Principal and interest payable in respect of the indebtedness evidenced
by this Note shall be due and payable at the times and in the manner specified
in the Credit Agreement.
Holder hereby is authorized to record and endorse the date and
principal amount of each Loan made by it, and the amount of each payment of
principal and interest made to such Holder with respect to such Loans, on a
schedule annexed to and constituting a part of this Note, which recordation and
endorsement shall constitute prima facie evidence of the respective Loans made
by Holder to Maker and payments made by Maker to Holder, absent manifest error;
provided, however, that (a) Holder's failure to make any such recordation or
endorsement shall not in any way limit or otherwise affect the obligations of
Maker or the rights and remedies of Holder under this Note or the Credit
Agreement and (b) payments to Holder of the principal of and interest on the
Loans evidenced hereby shall not be affected by the failure to make any such
recordation or endorsement thereof. In lieu of making recordation or
endorsement, Holder hereby is authorized, at its option, to record the date and
principal amount of each Loan made by it, and the amount of each payment of
principal and interest made to such Holder with respect to such Loans, on its
books and records in accordance with its usual and customary practice, which
recordation shall constitute prima facie evidence of the Loans made by Holder to
Maker and payments in respect thereof made by Maker to Holder, absent manifest
error.
Upon the occurrence of an Event of Default, the entire outstanding
principal balance of the indebtedness evidenced hereby, together with all
accrued and unpaid interest thereon, may be declared, and immediately shall
become, due and payable in full, all as provided in the Credit Agreement,
subject to applicable notice and cure provisions in the said Credit Agreement.
Presentment for payment, demand, protest and notice of demand, protest
and nonpayment are hereby waived by Maker and all other parties hereto, except
as provided in the Credit Agreement.

— Short exercise —
According to the loan note text, what may happen to the outstanding principal balance and accrued unpaid interest when an Event of Default occurs?

— Stored records —

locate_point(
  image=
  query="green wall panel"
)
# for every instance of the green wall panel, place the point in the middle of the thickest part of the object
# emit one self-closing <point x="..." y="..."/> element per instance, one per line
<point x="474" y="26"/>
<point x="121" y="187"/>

— Written reply —
They may be declared, and immediately shall become, due and payable in full as provided in the Credit Agreement, subject to its notice and cure provisions.